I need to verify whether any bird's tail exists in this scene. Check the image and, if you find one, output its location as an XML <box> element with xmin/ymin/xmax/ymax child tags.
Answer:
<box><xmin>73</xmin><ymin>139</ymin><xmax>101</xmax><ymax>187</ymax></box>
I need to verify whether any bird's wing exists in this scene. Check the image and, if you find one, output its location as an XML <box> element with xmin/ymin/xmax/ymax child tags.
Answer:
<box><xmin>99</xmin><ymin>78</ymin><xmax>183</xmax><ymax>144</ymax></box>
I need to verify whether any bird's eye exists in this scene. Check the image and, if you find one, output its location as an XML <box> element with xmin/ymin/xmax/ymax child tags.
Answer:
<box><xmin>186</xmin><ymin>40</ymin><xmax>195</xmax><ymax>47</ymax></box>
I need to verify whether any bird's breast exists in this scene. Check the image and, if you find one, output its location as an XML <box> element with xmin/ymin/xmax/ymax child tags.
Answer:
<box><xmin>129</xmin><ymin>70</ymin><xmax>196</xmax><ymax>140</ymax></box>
* * * * * * *
**To do**
Rewrite all the entries above, changing every "verify" to "confirm" and keeping everything else the same.

**Full answer**
I need to confirm whether any bird's tail exists in this scene. Check the image and, if you find one, output its location as an XML <box> element with xmin/ymin/xmax/ymax child tags.
Answer:
<box><xmin>73</xmin><ymin>139</ymin><xmax>101</xmax><ymax>187</ymax></box>
I need to confirm whether any bird's wing exists in this scene. Check the image and, if you find one, output its location as an XML <box> element with xmin/ymin/xmax/ymax child tags.
Answer:
<box><xmin>99</xmin><ymin>78</ymin><xmax>183</xmax><ymax>144</ymax></box>
I need to confirm whether any bird's eye exists in this scene. Check the image and, if you find one, output its location as an XML <box> element with xmin/ymin/xmax/ymax child tags.
Answer:
<box><xmin>186</xmin><ymin>40</ymin><xmax>195</xmax><ymax>47</ymax></box>
I need to confirm whether any bird's breast exists in this scene. Check the image and, if you find one, output its location as an XML <box> element with xmin/ymin/xmax/ymax child tags.
Answer:
<box><xmin>129</xmin><ymin>70</ymin><xmax>196</xmax><ymax>140</ymax></box>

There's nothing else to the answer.